GIVEN PROBLEM 1 —
Rewrite everything in the email from "On Fri, May" down to "seems working fine.", putting "brief" in place of "quick".

TEXT PASSAGE —

* * * * * * * * *

LKML Archive on lore.kernel.org
help / color / mirror / Atom feed
From: Y Song <ys114321@gmail.com>
To: Alban Crequy <alban@kinvolk.io>
Cc: "Alexei Starovoitov" <alexei.starovoitov@gmail.com>,
	netdev <netdev@vger.kernel.org>,
	LKML <linux-kernel@vger.kernel.org>,
	"Linux Containers" <containers@lists.linux-foundation.org>,
	cgroups@vger.kernel.org, "Tejun Heo" <tj@kernel.org>,
	"Iago López Galeiras" <iago@kinvolk.io>
Subject: Re: [PATCH] [RFC] bpf: tracing: new helper bpf_get_current_cgroup_ino
Date: Fri, 25 May 2018 09:28:22 -0700	[thread overview]
Message-ID: <CAH3MdRWcLa7hkohdU74TPj2HinWzA=QTHAHd+T7WM4GDMOQ-Kg@mail.gmail.com> (raw)
In-Reply-To: <CADZs7q4xd1CwGULvYe2-Y2aYpwhiiw3upF=mAK0ve_-jrk1yFg@mail.gmail.com>

On Fri, May 25, 2018 at 8:21 AM, Alban Crequy <alban@kinvolk.io> wrote:
> On Wed, May 23, 2018 at 4:34 AM Y Song <ys114321@gmail.com> wrote:
>
>> I did a quick prototyping and the above interface seems working fine.

* * * * * * * * *

TASK INPUTS —
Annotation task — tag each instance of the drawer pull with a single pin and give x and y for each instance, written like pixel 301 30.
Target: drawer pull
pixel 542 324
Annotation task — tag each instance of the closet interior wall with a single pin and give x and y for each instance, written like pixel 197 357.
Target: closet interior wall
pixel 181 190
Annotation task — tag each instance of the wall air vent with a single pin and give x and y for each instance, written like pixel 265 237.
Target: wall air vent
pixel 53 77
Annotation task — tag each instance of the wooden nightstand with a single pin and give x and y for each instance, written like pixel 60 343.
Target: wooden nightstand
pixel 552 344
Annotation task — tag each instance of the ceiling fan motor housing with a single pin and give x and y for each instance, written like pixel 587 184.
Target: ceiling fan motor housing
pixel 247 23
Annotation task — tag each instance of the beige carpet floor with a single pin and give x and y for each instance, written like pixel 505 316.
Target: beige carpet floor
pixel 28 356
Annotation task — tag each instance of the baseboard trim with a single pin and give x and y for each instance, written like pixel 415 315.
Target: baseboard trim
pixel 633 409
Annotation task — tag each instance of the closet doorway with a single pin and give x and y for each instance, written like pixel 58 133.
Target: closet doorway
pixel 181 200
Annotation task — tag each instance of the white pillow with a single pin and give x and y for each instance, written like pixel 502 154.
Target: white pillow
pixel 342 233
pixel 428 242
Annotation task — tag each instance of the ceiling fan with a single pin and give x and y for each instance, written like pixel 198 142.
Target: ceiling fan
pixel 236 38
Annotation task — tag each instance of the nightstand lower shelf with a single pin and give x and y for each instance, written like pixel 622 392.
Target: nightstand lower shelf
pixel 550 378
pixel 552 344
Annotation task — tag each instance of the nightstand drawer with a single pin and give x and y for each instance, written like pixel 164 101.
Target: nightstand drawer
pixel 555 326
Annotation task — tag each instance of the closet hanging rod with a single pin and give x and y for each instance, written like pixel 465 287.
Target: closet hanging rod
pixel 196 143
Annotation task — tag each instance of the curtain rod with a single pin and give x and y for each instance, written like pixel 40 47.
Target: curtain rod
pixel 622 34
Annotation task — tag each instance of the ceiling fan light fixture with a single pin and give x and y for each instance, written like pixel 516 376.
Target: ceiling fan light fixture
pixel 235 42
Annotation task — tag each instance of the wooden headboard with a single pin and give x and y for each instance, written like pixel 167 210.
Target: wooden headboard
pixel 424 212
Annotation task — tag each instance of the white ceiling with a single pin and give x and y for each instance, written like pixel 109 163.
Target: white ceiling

* * * * * * * * *

GIVEN PROBLEM 2 —
Copy out the rows precisely, everything from their very first line down to the line containing "pixel 247 23", that line included.

FULL OUTPUT 1 —
On Fri, May 25, 2018 at 8:21 AM, Alban Crequy <alban@kinvolk.io> wrote:
> On Wed, May 23, 2018 at 4:34 AM Y Song <ys114321@gmail.com> wrote:
>
>> I did a brief prototyping and the above interface seems working fine.

FULL OUTPUT 2 —
Annotation task — tag each instance of the drawer pull with a single pin and give x and y for each instance, written like pixel 301 30.
Target: drawer pull
pixel 542 324
Annotation task — tag each instance of the closet interior wall with a single pin and give x and y for each instance, written like pixel 197 357.
Target: closet interior wall
pixel 181 190
Annotation task — tag each instance of the wall air vent with a single pin and give x and y for each instance, written like pixel 265 237.
Target: wall air vent
pixel 53 77
Annotation task — tag each instance of the wooden nightstand with a single pin and give x and y for each instance, written like pixel 60 343.
Target: wooden nightstand
pixel 552 344
Annotation task — tag each instance of the ceiling fan motor housing with a single pin and give x and y for each instance, written like pixel 587 184.
Target: ceiling fan motor housing
pixel 247 23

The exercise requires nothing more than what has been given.